Photo-based referring expression data
******************************

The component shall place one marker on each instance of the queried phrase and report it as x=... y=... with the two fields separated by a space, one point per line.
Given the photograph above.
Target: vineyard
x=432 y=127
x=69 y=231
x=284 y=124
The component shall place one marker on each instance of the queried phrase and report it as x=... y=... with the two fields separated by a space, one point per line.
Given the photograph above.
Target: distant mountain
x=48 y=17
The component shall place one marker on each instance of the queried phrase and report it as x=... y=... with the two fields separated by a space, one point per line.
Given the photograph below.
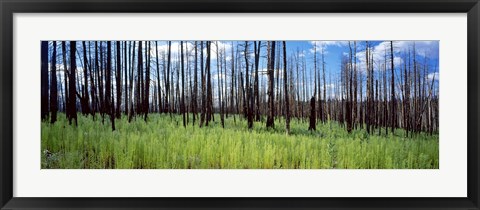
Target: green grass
x=163 y=143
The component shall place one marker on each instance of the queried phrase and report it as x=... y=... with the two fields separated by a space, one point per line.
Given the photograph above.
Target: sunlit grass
x=163 y=143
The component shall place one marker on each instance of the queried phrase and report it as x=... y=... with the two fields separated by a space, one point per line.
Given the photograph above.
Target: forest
x=240 y=104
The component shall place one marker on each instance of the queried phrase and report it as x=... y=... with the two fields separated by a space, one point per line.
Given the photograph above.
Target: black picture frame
x=9 y=7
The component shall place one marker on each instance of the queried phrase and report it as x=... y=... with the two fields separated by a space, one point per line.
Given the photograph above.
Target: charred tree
x=44 y=78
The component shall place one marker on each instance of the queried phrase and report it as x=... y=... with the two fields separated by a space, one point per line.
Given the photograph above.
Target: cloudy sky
x=427 y=53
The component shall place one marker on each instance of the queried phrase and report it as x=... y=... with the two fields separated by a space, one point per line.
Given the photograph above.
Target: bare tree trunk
x=392 y=111
x=248 y=89
x=118 y=82
x=271 y=103
x=53 y=87
x=285 y=89
x=72 y=88
x=44 y=79
x=182 y=106
x=108 y=87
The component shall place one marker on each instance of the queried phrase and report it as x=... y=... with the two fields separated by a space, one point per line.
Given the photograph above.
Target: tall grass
x=163 y=143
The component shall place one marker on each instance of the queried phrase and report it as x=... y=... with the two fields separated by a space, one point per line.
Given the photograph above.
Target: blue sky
x=427 y=53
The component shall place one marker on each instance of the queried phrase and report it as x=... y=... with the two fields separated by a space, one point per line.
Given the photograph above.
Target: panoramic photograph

******************************

Goal of the exercise:
Apart from the pictures, repeat every entry exactly.

Answer section:
The component shall place one marker on each instance of the queried phrase and report it as x=... y=... with the two fields separated by a space, one point per line.
Given the photograph above.
Target: vineyard
x=432 y=127
x=69 y=231
x=284 y=124
The component shall place one marker on each instance of the queried phrase and report it as x=... y=... with the two fields separated by a space, one point per line.
Given the photograph above.
Target: distant mountain
x=48 y=17
The component shall place one marker on each instance of the queried phrase and report it as x=... y=... with the two fields separated by a space, one point per line.
Given the photograph below.
Target: green grass
x=163 y=143
The component shall place one marker on each instance of the queried phrase and report it as x=... y=... with the two fields separated by a space, one point per line.
Given the photograph above.
Target: sunlit grass
x=163 y=143
The component shall place one marker on each instance of the queried phrase and report it as x=... y=... with the two fields separated by a space, one point per line.
Given the photograph above.
Target: forest
x=240 y=104
The component shall place one marker on each instance of the queried phrase and report it as x=... y=... with the two fields separated by a space, one point per line.
Given the photograph above.
Target: black picture frame
x=9 y=7
The component shall place one marker on each instance of the queried phrase and report it as x=... y=... with the two fields separated by a space, one point per line.
Given the photograph above.
Target: charred tree
x=44 y=78
The component shall place one marker on each instance of the queried phrase and report it as x=... y=... with the two fields separated by a space, one point per line.
Given the photograph above.
Target: cloudy sky
x=427 y=53
The component shall place one marker on each instance of the queried phrase and report it as x=... y=... with the two fields separated by a space, one point per line.
Given the photograph above.
Target: bare tree trunk
x=392 y=111
x=248 y=89
x=118 y=82
x=271 y=103
x=53 y=87
x=285 y=89
x=72 y=88
x=44 y=79
x=182 y=106
x=108 y=87
The component shall place one marker on each instance of the queried phrase and report it as x=... y=... with the two fields separated by a space, one point per line.
Given the photograph above.
Target: tall grass
x=163 y=143
The component shall place one marker on each instance of the queried phrase and report it as x=... y=... with the two fields separated by a space, one point per line.
Given the photograph above.
Target: blue sky
x=427 y=53
The component shall place one marker on each instance of the queried phrase and report it as x=... y=... with the two fields separated by a space, one point per line.
Given the photograph above.
Target: panoramic photograph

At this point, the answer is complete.